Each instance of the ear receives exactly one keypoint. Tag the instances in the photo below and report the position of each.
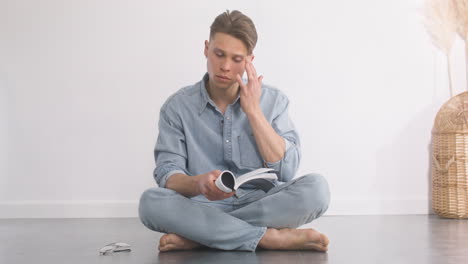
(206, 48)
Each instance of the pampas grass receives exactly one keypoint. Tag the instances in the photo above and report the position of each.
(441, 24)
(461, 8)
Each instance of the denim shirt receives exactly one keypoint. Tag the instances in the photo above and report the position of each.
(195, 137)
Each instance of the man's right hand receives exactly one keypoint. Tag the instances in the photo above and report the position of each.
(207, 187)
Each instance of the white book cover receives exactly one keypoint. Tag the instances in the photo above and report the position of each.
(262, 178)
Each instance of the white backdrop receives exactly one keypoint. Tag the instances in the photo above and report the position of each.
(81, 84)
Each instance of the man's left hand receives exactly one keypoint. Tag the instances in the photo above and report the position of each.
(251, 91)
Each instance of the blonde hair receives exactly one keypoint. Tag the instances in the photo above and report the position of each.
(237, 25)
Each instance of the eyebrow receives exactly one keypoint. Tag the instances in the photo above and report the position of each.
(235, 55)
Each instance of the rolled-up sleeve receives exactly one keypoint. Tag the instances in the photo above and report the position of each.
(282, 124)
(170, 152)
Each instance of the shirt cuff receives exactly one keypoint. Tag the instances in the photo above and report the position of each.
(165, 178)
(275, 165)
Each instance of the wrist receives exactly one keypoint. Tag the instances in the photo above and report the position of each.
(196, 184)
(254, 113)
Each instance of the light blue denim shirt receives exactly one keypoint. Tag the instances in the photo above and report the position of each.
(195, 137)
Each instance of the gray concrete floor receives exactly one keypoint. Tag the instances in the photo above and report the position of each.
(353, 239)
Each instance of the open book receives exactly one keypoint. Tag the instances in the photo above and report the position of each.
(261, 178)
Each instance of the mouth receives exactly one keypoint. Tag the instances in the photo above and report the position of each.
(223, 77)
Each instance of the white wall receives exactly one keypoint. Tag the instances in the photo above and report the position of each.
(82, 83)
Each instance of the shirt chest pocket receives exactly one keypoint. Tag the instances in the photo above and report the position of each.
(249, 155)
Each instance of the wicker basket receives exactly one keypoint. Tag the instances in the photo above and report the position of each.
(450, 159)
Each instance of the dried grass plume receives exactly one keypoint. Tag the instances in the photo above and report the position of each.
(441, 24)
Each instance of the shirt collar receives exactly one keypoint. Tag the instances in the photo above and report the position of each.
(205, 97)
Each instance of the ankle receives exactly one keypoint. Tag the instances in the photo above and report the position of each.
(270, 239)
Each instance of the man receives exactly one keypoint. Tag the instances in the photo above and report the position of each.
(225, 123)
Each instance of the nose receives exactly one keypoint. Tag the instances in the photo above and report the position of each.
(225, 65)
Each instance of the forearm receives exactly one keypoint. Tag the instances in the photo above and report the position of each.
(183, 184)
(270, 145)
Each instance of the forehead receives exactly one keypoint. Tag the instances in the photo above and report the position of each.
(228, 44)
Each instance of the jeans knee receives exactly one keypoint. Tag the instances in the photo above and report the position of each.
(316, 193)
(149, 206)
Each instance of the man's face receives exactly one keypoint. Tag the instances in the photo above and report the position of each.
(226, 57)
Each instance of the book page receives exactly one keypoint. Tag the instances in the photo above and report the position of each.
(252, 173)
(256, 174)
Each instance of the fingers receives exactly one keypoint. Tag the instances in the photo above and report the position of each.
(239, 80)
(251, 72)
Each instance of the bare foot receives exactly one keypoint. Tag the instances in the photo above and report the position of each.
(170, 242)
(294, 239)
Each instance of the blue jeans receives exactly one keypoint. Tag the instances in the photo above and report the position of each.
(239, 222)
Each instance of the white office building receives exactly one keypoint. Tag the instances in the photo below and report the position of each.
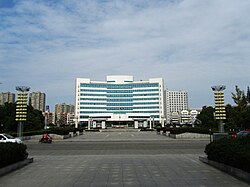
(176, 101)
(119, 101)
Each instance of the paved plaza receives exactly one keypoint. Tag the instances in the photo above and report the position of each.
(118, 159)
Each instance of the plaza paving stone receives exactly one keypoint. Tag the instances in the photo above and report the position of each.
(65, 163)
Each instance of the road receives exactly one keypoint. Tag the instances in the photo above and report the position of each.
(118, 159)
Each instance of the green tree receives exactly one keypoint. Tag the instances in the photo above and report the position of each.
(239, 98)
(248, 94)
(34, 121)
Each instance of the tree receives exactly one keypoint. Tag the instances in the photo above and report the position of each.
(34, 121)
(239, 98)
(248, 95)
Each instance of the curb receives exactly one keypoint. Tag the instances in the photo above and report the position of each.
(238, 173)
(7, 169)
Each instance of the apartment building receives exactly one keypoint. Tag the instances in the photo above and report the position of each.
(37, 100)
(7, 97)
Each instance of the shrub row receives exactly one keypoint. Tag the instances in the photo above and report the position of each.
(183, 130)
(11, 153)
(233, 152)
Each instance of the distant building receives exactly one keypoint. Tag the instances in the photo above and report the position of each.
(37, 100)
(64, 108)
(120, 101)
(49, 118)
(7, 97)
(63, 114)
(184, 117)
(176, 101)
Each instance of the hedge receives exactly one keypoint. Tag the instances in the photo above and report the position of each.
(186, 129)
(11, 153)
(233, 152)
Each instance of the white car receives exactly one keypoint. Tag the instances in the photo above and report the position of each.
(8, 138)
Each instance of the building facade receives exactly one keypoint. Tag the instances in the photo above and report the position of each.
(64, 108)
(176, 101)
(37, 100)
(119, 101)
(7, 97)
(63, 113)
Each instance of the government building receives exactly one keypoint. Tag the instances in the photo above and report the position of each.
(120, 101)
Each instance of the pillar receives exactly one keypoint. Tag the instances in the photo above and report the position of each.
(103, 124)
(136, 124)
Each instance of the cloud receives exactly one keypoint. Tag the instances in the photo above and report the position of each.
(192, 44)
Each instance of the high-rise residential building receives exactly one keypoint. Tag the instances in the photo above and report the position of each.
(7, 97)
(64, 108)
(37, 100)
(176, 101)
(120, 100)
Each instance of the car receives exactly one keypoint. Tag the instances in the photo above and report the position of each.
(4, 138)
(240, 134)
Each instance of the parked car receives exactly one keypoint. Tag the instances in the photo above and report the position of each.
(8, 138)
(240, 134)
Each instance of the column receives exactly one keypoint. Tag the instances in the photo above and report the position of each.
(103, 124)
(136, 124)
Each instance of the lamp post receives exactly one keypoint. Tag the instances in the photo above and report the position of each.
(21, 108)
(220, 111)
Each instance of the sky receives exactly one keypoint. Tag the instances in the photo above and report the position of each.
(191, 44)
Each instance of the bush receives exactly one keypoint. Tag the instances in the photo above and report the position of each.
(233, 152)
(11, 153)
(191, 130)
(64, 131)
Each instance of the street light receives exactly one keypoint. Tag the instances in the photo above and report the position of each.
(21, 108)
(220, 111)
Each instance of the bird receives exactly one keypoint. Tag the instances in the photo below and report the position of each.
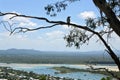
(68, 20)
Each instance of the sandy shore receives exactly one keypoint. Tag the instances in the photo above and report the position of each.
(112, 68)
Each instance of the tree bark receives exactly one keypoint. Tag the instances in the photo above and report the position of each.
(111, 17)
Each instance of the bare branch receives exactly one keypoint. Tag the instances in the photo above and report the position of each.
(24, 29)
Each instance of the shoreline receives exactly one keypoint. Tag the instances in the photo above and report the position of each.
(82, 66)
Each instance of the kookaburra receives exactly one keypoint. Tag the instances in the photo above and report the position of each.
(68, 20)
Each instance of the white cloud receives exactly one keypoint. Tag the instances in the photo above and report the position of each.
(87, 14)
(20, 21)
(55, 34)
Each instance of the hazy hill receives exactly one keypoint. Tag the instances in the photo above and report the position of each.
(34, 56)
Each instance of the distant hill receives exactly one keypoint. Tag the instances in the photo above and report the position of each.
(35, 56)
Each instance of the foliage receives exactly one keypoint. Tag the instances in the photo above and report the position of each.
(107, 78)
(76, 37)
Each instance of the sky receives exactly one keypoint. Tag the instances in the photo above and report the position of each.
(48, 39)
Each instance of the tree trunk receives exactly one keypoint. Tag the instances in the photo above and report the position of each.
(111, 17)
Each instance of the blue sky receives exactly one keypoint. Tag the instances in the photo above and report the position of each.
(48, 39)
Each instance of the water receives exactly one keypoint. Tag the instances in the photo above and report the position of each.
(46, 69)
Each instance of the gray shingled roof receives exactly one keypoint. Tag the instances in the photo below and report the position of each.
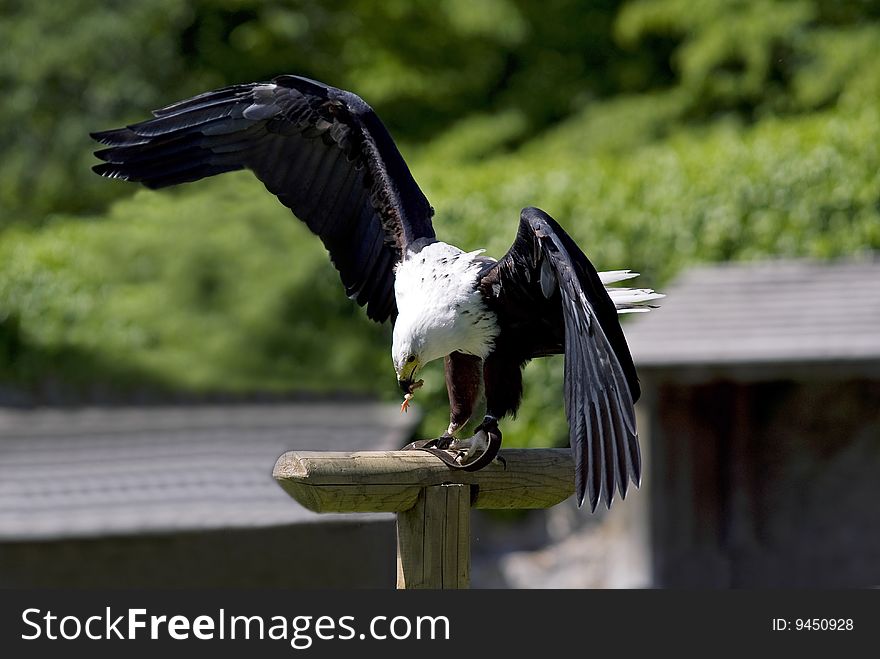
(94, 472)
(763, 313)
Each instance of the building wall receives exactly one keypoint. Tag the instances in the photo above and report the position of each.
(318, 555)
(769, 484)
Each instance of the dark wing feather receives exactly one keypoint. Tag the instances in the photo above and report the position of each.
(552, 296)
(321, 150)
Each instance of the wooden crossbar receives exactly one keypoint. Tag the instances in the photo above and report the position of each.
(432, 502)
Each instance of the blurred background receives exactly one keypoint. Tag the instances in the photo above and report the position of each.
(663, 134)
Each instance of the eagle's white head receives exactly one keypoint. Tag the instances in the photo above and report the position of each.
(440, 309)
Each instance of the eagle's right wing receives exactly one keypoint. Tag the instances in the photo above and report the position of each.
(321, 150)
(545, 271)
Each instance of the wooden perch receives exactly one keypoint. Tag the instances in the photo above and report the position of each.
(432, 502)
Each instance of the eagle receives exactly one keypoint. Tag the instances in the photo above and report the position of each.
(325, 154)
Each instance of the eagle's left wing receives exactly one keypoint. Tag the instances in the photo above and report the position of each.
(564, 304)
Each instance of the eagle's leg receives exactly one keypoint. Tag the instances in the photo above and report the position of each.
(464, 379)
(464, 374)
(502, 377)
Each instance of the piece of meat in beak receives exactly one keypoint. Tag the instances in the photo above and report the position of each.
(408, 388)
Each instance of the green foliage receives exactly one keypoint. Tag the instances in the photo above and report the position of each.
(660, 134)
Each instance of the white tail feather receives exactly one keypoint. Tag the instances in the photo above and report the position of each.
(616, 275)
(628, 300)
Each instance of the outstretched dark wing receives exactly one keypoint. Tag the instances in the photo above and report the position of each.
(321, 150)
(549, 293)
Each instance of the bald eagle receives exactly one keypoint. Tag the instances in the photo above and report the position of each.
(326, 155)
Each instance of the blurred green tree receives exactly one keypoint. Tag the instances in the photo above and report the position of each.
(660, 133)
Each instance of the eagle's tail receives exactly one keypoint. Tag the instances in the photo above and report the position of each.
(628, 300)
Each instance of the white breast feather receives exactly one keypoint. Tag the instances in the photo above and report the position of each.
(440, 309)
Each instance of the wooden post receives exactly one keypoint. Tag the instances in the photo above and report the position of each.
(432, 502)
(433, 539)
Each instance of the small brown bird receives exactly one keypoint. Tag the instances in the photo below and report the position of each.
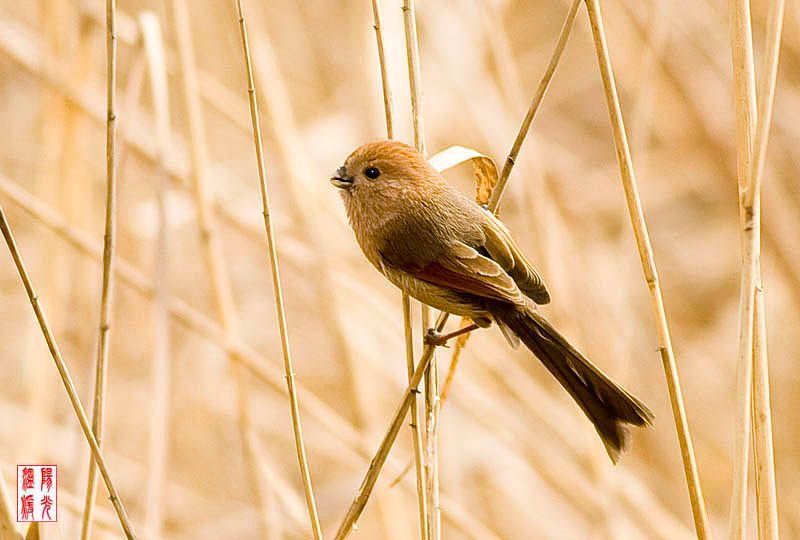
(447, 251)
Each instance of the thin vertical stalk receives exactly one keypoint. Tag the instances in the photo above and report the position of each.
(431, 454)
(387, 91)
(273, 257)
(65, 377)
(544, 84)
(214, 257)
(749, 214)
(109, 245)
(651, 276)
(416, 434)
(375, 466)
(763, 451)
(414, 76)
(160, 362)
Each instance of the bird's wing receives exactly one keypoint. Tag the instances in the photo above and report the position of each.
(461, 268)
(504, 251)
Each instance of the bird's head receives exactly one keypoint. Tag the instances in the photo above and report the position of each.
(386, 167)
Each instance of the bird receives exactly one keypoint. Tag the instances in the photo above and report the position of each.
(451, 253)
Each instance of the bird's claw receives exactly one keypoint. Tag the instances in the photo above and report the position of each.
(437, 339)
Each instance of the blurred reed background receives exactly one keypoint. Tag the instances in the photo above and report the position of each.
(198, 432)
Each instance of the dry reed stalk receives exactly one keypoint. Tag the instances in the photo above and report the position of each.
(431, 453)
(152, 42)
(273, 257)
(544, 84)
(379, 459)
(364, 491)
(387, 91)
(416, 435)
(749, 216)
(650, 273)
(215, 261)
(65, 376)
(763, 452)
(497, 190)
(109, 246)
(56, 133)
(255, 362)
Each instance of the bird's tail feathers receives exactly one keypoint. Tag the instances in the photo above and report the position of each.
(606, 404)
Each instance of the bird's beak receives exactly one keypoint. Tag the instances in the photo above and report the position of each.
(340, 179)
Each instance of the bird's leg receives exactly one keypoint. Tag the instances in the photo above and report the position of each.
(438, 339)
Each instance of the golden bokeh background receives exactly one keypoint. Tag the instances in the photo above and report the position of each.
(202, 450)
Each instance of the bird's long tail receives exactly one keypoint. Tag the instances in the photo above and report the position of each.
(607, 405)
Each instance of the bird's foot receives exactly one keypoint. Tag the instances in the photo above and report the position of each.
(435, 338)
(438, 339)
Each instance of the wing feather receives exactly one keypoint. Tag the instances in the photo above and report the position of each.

TASK DESCRIPTION — Starting at the line that contains "Each instance of the bird's wing", write out every line to the end of the entries, exactly as given.

ANSWER BELOW —
Each instance of the bird's wing receives exactly one keypoint. Tag the instances in the photo above and report the position of each.
(461, 268)
(504, 251)
Each instance of the bird's head receives exactly one keypoint. Tag the instances in the photo above and report the position of each.
(386, 167)
Each instance of the bird receives exactly one keypoint. Tag the instances in the photo above and report the position of each.
(451, 253)
Each instance of the bird's claw receives exactly one keypoint. Tag the instances in the photo above and report the position of each.
(437, 339)
Each instance of the blurred reed background receives exactly one keypoint. Tag the instances in the photo above and report the position of each.
(198, 432)
Each instance of the dry reed stalk receives exactly one keypoint. Tag the instances in the photo above and report the position of each.
(431, 453)
(152, 42)
(273, 257)
(544, 84)
(379, 459)
(364, 491)
(387, 91)
(416, 435)
(749, 216)
(650, 273)
(215, 261)
(65, 376)
(763, 452)
(497, 190)
(109, 246)
(56, 133)
(255, 362)
Each instance of the bird's tail feathers receives exactly one keypoint. Tag the instances in the photo above and report the position of each.
(606, 404)
Each instance of the bird's beak receives exactly one keypoint. Tag the instances in the photo above and report the position of each.
(340, 179)
Each instance of the bird's leg receives exactly one keypoint. Tag the instances in the photo above and report the position of each.
(438, 339)
Each instance of the golden bokeh background receives exactly one keypoint. Tag the instances in the photo above and report the position of each.
(202, 450)
Each instance of the bird's long tail receives exactly one keypoint. Tag the instances in the photo above and report the position of each.
(607, 405)
Each instance of the bird's foot receives exactly one keypoint. Tag the instances in the photo above and report the position of each.
(435, 338)
(438, 339)
Each instance of the wing feather receives exactly one keypoint. Tag the instances in the photo above and report the position of each.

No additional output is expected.